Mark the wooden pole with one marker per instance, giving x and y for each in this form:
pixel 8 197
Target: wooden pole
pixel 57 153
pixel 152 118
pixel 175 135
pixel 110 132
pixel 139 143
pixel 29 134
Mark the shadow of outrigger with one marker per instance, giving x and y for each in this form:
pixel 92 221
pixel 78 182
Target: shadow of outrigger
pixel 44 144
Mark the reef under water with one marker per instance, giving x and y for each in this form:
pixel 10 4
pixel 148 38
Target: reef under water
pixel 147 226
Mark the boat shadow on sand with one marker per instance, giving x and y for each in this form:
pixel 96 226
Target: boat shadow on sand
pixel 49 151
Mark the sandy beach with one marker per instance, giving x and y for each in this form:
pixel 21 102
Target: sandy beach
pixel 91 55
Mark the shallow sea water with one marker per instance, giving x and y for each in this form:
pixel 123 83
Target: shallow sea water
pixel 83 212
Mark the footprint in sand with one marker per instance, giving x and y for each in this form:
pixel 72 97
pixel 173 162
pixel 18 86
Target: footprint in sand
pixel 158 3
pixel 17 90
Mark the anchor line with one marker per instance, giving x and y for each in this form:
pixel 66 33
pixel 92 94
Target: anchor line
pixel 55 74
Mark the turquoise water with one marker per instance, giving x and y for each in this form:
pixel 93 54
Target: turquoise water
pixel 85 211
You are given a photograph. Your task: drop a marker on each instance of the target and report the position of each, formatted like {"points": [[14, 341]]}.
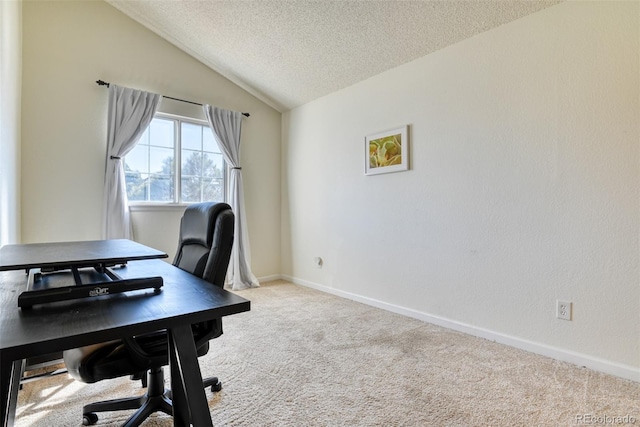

* _Work to complete_: Rewrite every item above with "instance" changed to "occurrence" wherever it appears, keeping everything else the same. Don't include the pictures.

* _Solution below_:
Mark the wooden pole with one marker per occurrence, giving x and y for each in this form:
pixel 8 197
Target: wooden pole
pixel 57 153
pixel 152 118
pixel 175 135
pixel 110 132
pixel 139 143
pixel 29 134
Mark the shadow of outrigger with one marker per occurrence, giving x and y for each in this form:
pixel 92 221
pixel 78 182
Target: shadow of outrigger
pixel 44 144
Mark the reef under water with one marker per occurrence, giving x and y for each in this form:
pixel 10 4
pixel 148 38
Target: reef under water
pixel 147 226
Mark the boat shadow on sand with one marker per occurrence, giving x and y for each in this form:
pixel 96 226
Target: boat shadow on sand
pixel 49 151
Mark the sandy beach with one marker per occurrence, giving x and y for each in this form:
pixel 21 102
Target: sandy beach
pixel 91 55
Mark the shallow sea water with one marker per occurrence, giving x and y for each in this form:
pixel 123 83
Target: shallow sea water
pixel 83 212
Mark the footprint in sand with one marker per occurrence, giving x and y for each in this form:
pixel 72 97
pixel 173 162
pixel 18 86
Target: footprint in sand
pixel 158 3
pixel 17 90
Mark the anchor line with one marker per occurrence, giving x and y for each in this form:
pixel 66 33
pixel 92 94
Target: anchor line
pixel 55 74
Mark the turquoise water with one marker per occurrence, giving x and y for each in this form:
pixel 93 54
Target: turquoise water
pixel 85 211
You are given a photograph. Your task: drop a marker on each occurrence of the target and report the position of each, formatted like {"points": [[14, 341]]}.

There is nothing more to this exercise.